§ AIM OF THE TASK: Type out the whole listing again exactly, pictures omitted.

(SOURCE INFORMATION)

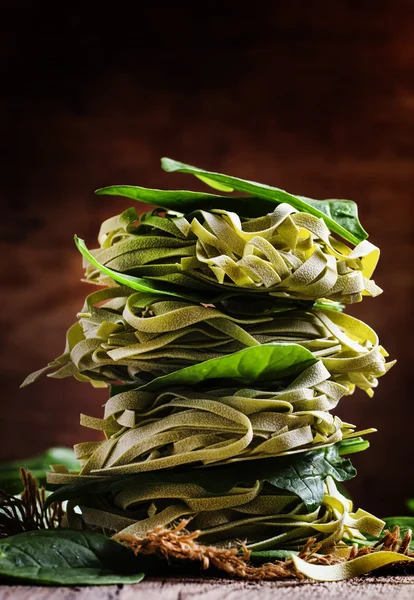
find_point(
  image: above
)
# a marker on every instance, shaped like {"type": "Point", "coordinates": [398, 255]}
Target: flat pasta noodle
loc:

(End SOURCE INFORMATION)

§ WRITTEN SOLUTION:
find_point(
  image: above
)
# a marker on every instance, shaped like {"type": "Point", "coordinates": [398, 255]}
Target: flat pasta noodle
loc:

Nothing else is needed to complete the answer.